Publisher and advertiser FAQ

What we need before a campaign goes live.

The questions publishers and advertisers usually ask before a pay per call, CPL, or CPS test: sources, caps, qualification rules, compliance, tracking, and payouts.

What does Namastey Network do?

Namastey Network matches publishers with advertisers buying calls, leads, and sales across pay per call, CPL, and CPS / ecommerce. The work is campaign-by-campaign: source review, buyer rules, test cap, quality feedback, then scale.

What verticals do you support?

Three groups. Pay Per Call: Insurance, Auto, Home Services, Flight Booking. Lead Generation (CPL): Insurance, Education (EDU), Home Services, Solar, Debt. CPS / Ecommerce: Retail / Ecommerce, VPN & Antivirus, Travel & Hotel Booking, Subscription Offers. Adjacent categories are reviewed when there is buyer demand and compliance is manageable.

What traffic sources do you accept?

Google Ads, Facebook Ads, native, SEO, and compliant email are the main sources. Other sources can be reviewed if the buyer allows them and tracking is clear.

What GEOs do you support?

Pay per call and most CPL campaigns are US-focused, targetable by state, DMA, or ZIP. CPS / ecommerce offers can run worldwide depending on the advertiser.

Do you work with agencies?

Yes. We work with agencies, brokers, call centers, and direct advertisers and publishers. Use the form that matches how you buy or sell.

How often are payouts processed?

Payout model, schedule, caps, returns, and invalid-call or invalid-lead rules are agreed before the test. Terms depend on the campaign and partner history; proven publishers move to faster cycles.

How do publishers join?

Use the publisher signup form and include GEO, traffic source, platforms, verticals, expected volume, and how consent is collected for calls or leads.

How do advertisers start?

Use the advertiser signup form and share offer type, payout model, targeting GEO, monthly budget, compliance requirements, and buyer criteria.

What compliance standards do publishers follow?

TCPA consent, DNC and suppression, creative approval, and CMS rules for health verticals. See the compliance page for the full approach.

Can campaigns be geo-targeted?
● ● ● ● ● ● ●
Write out the part of the publisher and advertiser FAQ starting with "Publisher and advertiser" and going on through "verticals do you support?", word for word.

INPUT DATA —
● ● ● ● ● ● ●
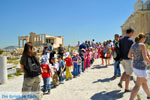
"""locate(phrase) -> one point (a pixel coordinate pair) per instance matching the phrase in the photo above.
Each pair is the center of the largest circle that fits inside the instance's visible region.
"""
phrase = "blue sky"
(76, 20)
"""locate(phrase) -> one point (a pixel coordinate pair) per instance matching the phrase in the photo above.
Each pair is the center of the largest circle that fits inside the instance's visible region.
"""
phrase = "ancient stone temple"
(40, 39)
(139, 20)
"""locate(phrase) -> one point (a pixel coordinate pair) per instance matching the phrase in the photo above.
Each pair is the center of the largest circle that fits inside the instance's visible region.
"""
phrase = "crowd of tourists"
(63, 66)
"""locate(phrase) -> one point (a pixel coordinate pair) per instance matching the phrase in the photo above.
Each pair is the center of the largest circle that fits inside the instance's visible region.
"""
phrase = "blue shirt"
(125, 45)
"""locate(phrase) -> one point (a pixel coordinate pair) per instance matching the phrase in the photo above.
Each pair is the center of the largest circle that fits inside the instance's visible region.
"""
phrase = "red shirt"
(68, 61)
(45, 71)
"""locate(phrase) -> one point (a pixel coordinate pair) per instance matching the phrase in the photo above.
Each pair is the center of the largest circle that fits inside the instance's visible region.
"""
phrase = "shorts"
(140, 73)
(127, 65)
● ● ● ● ● ● ●
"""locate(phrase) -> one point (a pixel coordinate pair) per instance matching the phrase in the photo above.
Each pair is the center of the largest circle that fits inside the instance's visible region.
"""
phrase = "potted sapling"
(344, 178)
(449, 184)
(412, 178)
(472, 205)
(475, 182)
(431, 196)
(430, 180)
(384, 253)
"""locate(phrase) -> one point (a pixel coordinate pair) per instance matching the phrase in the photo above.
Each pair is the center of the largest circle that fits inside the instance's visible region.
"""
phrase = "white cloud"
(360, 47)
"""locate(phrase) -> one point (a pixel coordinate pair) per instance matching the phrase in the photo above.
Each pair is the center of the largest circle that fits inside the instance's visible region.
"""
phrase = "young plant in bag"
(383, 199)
● ● ● ● ● ● ●
SOLUTION TO THIS TASK —
Publisher and advertiser FAQ

What we need before a campaign goes live.

The questions publishers and advertisers usually ask before a pay per call, CPL, or CPS test: sources, caps, qualification rules, compliance, tracking, and payouts.

What does Namastey Network do?

Namastey Network matches publishers with advertisers buying calls, leads, and sales across pay per call, CPL, and CPS / ecommerce. The work is campaign-by-campaign: source review, buyer rules, test cap, quality feedback, then scale.

What verticals do you support?